[BEGIN Excerpted data]

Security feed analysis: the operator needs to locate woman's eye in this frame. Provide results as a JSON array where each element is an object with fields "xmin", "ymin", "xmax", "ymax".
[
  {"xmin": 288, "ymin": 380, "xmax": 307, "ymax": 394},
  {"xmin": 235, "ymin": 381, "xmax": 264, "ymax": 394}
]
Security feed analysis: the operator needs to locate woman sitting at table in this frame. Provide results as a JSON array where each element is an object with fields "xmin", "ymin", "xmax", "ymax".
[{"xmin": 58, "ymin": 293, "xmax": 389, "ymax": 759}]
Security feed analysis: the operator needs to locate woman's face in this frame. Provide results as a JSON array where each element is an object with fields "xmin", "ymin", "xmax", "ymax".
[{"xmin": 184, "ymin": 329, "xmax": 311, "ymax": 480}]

[END Excerpted data]

Brief ▸
Please rewrite the entries above, substituting "analyst" for "operator" and leaving everything else unchanged.

Complete answer ▸
Security feed analysis: the analyst needs to locate woman's eye in this frame. Provide results as a JSON array where each element is an object with fields "xmin", "ymin", "xmax", "ymax".
[
  {"xmin": 288, "ymin": 380, "xmax": 307, "ymax": 394},
  {"xmin": 235, "ymin": 381, "xmax": 264, "ymax": 394}
]
Security feed analysis: the analyst needs to locate woman sitting at table in this frame. Provide results as a JSON array where each element is an object with fields "xmin", "ymin", "xmax", "ymax".
[{"xmin": 58, "ymin": 293, "xmax": 389, "ymax": 759}]
Security feed analysis: the analyst needs to locate woman's face in this frame. Provide results as a JSON array where each element is an object with fields "xmin", "ymin", "xmax", "ymax".
[{"xmin": 184, "ymin": 329, "xmax": 311, "ymax": 480}]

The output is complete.